## Start Record extracts

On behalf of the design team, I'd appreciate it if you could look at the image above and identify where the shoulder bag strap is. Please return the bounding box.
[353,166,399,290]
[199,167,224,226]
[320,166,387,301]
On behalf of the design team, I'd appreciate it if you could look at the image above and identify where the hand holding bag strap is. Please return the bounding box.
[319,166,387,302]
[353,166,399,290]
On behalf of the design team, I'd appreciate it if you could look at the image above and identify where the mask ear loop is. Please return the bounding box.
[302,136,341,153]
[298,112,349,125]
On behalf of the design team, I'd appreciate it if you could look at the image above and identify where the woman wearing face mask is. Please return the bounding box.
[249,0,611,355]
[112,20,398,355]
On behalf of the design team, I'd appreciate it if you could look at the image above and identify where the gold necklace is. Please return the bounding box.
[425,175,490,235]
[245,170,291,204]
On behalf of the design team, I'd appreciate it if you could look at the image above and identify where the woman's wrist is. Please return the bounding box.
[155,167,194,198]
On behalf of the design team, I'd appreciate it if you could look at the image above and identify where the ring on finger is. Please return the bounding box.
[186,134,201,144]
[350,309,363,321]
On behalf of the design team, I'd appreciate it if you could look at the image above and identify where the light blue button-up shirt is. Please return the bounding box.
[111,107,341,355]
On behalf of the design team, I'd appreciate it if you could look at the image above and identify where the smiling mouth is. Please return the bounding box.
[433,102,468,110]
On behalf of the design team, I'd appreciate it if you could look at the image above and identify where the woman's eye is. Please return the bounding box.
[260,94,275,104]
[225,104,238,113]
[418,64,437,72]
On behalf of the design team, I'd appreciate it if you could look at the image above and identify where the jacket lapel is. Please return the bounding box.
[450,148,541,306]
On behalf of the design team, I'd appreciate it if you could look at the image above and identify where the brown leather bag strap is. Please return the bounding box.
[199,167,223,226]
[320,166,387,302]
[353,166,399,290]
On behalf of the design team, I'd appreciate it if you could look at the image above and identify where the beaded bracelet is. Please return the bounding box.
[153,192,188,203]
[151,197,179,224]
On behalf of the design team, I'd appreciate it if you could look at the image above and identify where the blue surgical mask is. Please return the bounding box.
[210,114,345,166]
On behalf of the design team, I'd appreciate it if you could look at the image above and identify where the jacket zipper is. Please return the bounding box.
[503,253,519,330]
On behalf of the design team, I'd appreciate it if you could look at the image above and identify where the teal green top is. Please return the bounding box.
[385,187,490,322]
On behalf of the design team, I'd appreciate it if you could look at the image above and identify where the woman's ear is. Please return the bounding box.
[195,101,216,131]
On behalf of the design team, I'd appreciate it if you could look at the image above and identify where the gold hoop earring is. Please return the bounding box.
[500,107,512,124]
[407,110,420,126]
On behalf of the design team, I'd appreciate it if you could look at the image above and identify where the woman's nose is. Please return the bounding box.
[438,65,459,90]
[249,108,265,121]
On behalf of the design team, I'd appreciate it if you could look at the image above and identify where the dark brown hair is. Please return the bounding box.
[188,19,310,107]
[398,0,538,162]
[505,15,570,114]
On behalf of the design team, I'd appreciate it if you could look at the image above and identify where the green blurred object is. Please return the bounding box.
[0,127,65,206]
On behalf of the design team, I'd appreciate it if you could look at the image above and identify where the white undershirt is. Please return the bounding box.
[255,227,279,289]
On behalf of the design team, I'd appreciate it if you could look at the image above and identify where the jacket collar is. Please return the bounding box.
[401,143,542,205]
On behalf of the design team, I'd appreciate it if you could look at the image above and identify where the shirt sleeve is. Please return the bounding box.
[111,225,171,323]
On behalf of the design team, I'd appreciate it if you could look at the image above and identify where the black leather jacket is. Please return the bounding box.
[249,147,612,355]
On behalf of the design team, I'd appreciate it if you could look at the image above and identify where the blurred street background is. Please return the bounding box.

## End Record extracts

• Written exercise: Can you reproduce all of the entries above word for word?

• Solution to this exercise:
On behalf of the design team, I'd appreciate it if you could look at the image above and identify where the shoulder bag strap is. Please return the bounding box.
[353,166,399,290]
[199,167,224,226]
[320,166,387,301]
On behalf of the design team, I'd appreciate it if you could look at the image above and identify where the hand holding bag strap is. Please return the bounding box.
[319,166,387,302]
[353,166,399,290]
On behalf of the design team, I'd appreciate it if you could look at the image above and identify where the mask ear loop is. Please return the bounding box.
[302,136,341,153]
[298,112,349,125]
On behalf of the design team, I'd appreciate it if you could look at the image above and identify where the woman wearing face mask is. Please return the bounding box.
[249,0,611,355]
[112,20,398,355]
On behalf of the design team, I'd appreciate it if you could look at the image above and identify where the gold necklace is. Please return the bounding box.
[425,175,490,235]
[245,170,291,204]
On behalf of the design team, I'd appreciate it if you could look at the image above and identify where the woman's wrist is. Please return the bounding box.
[155,167,194,198]
On behalf of the design team, I'd appreciate it if you could look at the image above and identify where the ring on finger is. Please return the bounding box.
[186,134,201,144]
[350,309,363,321]
On behalf of the design team, I'd appreciate it if you could look at the image above and identify where the light blue button-up shirt is. Please return the bounding box.
[111,107,341,355]
On behalf of the design team, I'd appreciate it if you could look at the image above and identify where the smiling mouth is. Please return the bounding box.
[433,102,468,110]
On behalf of the design team, I'd appreciate it if you could look at the image above and identify where the woman's eye is. Please return the bounding box.
[260,94,275,104]
[225,104,238,113]
[418,64,437,72]
On behalf of the design team, I'd appreciate it if you could look at the image above and identify where the jacket lapel is. Please return the bounding box.
[450,148,541,306]
On behalf of the design team, I'd appreciate it if you could look at the image above and identify where the brown leather bag strap is. Please return the bounding box.
[199,167,223,226]
[320,166,387,302]
[353,166,399,290]
On behalf of the design team, I'd appreciate it if you could look at the image above and identify where the beaded bracelet is. Please return the bounding box.
[153,192,188,203]
[151,197,179,224]
On behalf of the design team, I'd appreciate it if you could look at the image above and identify where the blue surgical mask is. Please return the bounding box.
[210,114,345,166]
On behalf of the design team, I'd appreciate it if you could look at the image above and identify where the jacket zipper is. Please return the bounding box.
[503,253,519,330]
On behalf of the design team, I'd appreciate it if you could look at the image above and identify where the teal green top is. Please return the bounding box.
[385,187,490,322]
On behalf of the design team, I'd appreciate it if you could look at the image above and identify where the woman's ear is. Please return the bounding box.
[195,101,216,131]
On behalf of the design team, I'd appreciate it if you could look at the image above and identify where the gold hoop earring is. Please return the bounding box.
[500,107,512,124]
[407,110,420,126]
On behalf of the design team, I'd appreciate it if you could look at the image above and identify where the woman's nose is. Please return the bounding box.
[438,65,459,90]
[249,108,265,121]
On behalf of the design team, I'd appreciate it if you could look at the image above and identify where the dark brown hair is. Please return the bounding box.
[188,19,310,107]
[398,0,538,162]
[505,15,570,114]
On behalf of the design team, I'd appreciate it if you could look at the image above and identify where the green blurred object is. Please return the bounding box.
[0,127,65,206]
On behalf of the design team, I'd appreciate it if you could look at the image above and identify where the white undershirt is. Please return the bounding box.
[255,227,279,289]
On behalf of the design team, I'd appreciate it if you could look at the image above and identify where the jacket collar is. Please return the bounding box.
[401,143,542,205]
On behalf of the design team, I'd appreciate it if you could look at the image above and identify where the shirt sleeve is. Please return the bounding box.
[111,225,171,323]
On behalf of the design team, I'd appreciate it if you could look at the image above and identify where the black leather jacket is. Please return the bounding box.
[249,147,612,355]
On behalf of the design team, I'd appreciate it if you could look at the image above and identify where the blurred street background is. Please return the bounding box.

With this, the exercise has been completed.